Hey Folks, I’m Alive!

Just dropping in real fast to state the obvious: I haven’t done any reviews for a bit and I just kind of dropped off the Earth there. Sorry about that, and thanks to the friendly reader who checked to make sure I’m okay!

So the truth of the matter is, yeah, I’m doing okay! In some ways the okayest I’ve ever been, actually! I’ve also been pretty busy, which is partly the reason why I’m okay but also a result of being okay, and as a result the blog has fallen a bit by the wayside. I’m very sorry about that! On the plus side, it’s generally been the positive kind of busy: I’m working on myself with my therapist, getting more active with local politics and activism, doing a little bit of gardening, developing an honest-to-god social life, kicking butt at work, and trying to rest when I’m not doing any of those other things. It’s a heck of a bunch of things to start to figure out how to do as I’m approaching forty, but I’m loving it.

So here’s my official announcement that the blog isn’t going anywhere, but that the reviews will be a bit more sporadic for a while, at least until I learn how to incorporate them with the rest of my life. I do have a few exciting-looking paperbacks sitting around that will need discussing, and as we all know, there are always more to find.

Thanks so much for your support and readership for these past 9 1/2 years, and take care of yourselves and each other.

RECORDS PROVIDED.
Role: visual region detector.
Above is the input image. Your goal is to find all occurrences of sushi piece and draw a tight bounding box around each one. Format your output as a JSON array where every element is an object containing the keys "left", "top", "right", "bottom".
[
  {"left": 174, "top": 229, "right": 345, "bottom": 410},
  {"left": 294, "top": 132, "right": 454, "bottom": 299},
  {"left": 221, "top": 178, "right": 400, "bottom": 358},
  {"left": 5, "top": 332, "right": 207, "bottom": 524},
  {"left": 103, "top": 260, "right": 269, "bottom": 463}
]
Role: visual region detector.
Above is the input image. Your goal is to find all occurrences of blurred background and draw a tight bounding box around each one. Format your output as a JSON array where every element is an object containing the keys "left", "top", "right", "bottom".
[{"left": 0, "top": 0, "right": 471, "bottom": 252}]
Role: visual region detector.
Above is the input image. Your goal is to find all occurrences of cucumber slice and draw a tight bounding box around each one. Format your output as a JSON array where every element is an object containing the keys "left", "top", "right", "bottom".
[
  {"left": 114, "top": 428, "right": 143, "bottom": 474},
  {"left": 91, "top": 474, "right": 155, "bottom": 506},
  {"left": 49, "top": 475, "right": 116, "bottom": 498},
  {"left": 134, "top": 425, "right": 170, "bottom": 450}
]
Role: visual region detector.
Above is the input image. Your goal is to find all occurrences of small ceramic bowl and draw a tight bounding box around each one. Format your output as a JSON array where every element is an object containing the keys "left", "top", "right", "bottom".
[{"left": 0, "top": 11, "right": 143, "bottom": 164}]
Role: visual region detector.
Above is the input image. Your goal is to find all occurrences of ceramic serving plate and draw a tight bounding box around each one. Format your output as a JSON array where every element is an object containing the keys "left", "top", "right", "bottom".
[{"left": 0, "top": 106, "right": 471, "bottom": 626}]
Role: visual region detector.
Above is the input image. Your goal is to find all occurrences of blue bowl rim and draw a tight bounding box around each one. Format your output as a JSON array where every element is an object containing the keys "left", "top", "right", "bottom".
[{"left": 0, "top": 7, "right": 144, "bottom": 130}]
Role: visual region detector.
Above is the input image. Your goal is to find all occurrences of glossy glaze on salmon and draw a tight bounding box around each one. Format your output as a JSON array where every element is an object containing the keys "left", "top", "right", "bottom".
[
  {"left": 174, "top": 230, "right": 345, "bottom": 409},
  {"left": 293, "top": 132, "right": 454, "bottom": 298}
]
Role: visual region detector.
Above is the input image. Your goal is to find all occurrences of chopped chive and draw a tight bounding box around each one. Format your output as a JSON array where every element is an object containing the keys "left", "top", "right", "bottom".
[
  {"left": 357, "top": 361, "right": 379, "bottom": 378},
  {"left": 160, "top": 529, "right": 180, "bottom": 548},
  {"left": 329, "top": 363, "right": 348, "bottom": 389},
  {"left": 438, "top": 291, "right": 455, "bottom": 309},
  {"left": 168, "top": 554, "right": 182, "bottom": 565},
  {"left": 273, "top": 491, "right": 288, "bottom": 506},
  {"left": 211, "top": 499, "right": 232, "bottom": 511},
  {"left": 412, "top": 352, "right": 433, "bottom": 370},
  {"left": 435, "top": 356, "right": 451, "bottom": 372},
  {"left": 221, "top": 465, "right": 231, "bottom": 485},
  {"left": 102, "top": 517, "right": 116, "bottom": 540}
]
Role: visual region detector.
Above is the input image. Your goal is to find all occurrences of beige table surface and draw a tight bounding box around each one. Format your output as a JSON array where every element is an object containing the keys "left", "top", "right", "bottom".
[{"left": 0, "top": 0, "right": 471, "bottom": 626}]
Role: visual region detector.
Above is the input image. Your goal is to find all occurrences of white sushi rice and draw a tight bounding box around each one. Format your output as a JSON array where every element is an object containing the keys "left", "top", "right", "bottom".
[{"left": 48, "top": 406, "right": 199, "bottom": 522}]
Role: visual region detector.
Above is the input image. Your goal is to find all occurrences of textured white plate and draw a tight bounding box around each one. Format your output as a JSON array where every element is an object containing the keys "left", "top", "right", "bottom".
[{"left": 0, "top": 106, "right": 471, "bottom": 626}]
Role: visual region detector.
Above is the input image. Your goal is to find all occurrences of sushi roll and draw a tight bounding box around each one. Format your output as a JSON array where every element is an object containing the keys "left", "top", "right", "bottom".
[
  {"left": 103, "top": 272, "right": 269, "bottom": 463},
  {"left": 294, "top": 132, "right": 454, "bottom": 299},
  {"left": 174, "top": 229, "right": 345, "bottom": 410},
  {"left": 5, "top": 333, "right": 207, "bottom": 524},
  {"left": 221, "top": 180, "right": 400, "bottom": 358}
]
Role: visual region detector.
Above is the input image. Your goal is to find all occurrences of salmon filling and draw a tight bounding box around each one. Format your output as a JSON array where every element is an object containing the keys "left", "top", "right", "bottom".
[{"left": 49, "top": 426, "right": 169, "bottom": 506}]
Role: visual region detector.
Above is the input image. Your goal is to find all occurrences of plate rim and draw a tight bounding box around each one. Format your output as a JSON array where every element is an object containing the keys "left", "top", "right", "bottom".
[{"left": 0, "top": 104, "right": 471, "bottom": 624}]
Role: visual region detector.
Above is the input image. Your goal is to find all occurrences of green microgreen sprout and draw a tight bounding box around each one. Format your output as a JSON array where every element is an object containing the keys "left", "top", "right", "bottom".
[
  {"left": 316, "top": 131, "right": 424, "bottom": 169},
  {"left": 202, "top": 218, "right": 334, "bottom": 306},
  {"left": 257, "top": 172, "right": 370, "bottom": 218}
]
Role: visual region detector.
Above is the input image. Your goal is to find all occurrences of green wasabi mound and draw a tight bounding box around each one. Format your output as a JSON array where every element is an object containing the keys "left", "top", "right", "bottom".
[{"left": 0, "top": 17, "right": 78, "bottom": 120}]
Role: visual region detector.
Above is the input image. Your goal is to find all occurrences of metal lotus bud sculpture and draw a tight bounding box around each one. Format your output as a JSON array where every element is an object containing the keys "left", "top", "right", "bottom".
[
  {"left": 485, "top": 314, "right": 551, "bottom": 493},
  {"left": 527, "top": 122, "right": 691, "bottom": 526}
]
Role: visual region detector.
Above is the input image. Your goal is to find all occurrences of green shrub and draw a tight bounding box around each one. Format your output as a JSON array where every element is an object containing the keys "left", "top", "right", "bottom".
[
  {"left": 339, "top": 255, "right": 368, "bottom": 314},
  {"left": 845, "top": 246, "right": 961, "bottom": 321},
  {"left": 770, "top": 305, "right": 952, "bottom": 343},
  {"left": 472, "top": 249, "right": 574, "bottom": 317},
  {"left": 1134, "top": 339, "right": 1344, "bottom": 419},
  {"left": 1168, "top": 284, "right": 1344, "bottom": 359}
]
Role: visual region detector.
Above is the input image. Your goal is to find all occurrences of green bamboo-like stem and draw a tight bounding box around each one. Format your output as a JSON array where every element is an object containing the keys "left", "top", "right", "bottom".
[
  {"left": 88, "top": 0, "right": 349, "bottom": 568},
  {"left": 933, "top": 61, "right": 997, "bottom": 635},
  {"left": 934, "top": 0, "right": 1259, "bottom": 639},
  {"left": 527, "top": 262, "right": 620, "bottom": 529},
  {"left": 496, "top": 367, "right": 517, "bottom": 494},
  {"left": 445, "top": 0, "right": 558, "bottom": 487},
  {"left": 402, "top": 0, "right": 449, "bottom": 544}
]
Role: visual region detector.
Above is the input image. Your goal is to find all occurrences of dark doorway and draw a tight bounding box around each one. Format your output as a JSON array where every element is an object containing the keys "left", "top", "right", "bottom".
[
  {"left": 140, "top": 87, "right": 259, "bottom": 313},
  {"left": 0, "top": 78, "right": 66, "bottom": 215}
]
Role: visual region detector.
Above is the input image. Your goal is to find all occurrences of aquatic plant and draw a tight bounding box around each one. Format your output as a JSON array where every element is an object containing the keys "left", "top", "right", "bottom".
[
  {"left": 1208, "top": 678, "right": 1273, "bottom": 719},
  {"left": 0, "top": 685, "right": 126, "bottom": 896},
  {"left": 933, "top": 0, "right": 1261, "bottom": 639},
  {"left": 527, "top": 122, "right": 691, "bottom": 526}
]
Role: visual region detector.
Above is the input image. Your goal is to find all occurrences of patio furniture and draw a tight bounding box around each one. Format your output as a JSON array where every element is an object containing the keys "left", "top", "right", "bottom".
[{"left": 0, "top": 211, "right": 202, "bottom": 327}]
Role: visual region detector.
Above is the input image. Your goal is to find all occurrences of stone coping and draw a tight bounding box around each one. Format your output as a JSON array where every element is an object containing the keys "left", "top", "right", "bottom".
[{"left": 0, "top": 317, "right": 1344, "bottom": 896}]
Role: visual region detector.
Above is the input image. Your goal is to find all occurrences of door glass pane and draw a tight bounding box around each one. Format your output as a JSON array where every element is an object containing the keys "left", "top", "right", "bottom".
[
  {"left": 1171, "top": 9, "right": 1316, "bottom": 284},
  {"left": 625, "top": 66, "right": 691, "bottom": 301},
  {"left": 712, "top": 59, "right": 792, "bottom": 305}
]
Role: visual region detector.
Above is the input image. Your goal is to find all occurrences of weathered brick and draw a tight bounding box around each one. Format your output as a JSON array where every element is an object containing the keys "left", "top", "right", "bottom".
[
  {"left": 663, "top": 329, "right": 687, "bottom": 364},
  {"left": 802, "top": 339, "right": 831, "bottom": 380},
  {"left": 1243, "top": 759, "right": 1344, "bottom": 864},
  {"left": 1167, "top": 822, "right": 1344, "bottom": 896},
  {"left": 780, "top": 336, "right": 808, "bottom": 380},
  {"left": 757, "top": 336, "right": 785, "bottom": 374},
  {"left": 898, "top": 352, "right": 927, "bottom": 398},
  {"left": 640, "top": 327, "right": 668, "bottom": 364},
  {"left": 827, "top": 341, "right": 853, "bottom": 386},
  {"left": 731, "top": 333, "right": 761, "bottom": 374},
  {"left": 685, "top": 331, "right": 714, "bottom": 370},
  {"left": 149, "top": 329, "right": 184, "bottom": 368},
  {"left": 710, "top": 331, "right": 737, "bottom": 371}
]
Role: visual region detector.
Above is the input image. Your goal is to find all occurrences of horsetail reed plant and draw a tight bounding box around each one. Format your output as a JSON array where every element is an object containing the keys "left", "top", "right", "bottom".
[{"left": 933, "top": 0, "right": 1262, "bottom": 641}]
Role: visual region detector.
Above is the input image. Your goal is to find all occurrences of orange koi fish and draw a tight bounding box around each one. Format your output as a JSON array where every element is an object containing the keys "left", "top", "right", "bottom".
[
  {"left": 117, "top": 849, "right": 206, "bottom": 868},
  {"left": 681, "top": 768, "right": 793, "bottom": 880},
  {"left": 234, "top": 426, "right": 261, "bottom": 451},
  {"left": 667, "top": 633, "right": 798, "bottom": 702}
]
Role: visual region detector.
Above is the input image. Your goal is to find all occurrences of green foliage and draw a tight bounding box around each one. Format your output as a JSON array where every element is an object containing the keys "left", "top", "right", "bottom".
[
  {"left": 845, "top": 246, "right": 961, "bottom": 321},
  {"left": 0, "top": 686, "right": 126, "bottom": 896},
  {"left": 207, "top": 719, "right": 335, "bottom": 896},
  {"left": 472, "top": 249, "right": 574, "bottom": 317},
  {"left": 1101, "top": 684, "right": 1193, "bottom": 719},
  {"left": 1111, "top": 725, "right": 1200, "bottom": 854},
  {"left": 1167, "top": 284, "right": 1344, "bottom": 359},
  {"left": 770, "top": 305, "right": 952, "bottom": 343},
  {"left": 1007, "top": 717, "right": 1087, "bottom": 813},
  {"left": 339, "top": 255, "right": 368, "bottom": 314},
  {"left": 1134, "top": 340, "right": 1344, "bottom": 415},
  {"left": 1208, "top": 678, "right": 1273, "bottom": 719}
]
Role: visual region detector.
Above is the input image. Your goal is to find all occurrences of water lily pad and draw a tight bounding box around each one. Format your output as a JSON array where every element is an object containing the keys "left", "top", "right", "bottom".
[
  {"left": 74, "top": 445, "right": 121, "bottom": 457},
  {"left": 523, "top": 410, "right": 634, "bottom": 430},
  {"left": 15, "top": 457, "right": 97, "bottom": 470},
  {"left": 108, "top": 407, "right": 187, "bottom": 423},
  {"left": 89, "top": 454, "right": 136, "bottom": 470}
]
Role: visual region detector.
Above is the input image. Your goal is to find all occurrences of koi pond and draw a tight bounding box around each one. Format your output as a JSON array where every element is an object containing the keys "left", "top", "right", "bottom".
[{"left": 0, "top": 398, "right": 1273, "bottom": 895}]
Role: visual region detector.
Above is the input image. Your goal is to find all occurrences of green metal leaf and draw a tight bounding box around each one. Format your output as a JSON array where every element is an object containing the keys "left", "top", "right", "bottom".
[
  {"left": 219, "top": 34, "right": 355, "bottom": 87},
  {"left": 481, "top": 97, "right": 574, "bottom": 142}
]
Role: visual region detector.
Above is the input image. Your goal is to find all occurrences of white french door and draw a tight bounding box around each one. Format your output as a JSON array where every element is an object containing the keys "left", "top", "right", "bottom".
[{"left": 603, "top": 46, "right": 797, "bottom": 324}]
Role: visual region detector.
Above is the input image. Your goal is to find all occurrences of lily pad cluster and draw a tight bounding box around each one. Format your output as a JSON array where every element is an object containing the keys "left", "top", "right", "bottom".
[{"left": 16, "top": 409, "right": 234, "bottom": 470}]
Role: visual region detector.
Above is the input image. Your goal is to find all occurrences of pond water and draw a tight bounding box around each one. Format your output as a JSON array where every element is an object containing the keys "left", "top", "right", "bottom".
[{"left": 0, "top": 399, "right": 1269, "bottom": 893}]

COMPLETE THE FOLLOWING.
1. In one to three sentences, explain why the blog update says the blog has fallen by the wayside.
2. Write a continuation of the blog update, starting after its final sentence.
The listing is separate material and has no connection to the blog update.

ANSWERS BY ITEM NUMBER.
1. The writer has been pretty busy, mostly in a positive way. That busyness includes working with a therapist, getting involved in local politics and activism, gardening, building a social life, doing well at work, and resting in between.

2.
Futuretrack 5

Futuretrack 5 by Robert Westall
Kestrel Books, 1983
Price I paid: none

Henry Kitson makes his first mistake when he scores a hundred per cent in his exams. Not for him therefore the glamorous cushy career pattern of most of his contemporaries. Promoted to Tech, he is equipped with a white coat and a clipboard and becomes one of that small body who keep the country’s computerized living systems going.

His second mistake is going on the razzle. In London, where survival depends on skill and daring and the population is controlled by fear and sensationalism, Kitson becomes pinball champion and meets blond, leather-clad Keri, London’s bike-racing champion of Futuretrack 5.

Together they go north in an uneasy partnership. And what they learn as they go, they don’t like, for this is Britain of the twenty-first century and if you question the system too much you come to regret it. But who does know the answers? And what is Kitson’s destined role? As a fortune teller predicts, “You’ll regret what you’ll do for the rest of your born days. And you’ll have plenty of time to regret it.”

In this major new novel, Robert Westall has brilliantly created a future world which is all too plausible.

Continue reading “Futuretrack 5”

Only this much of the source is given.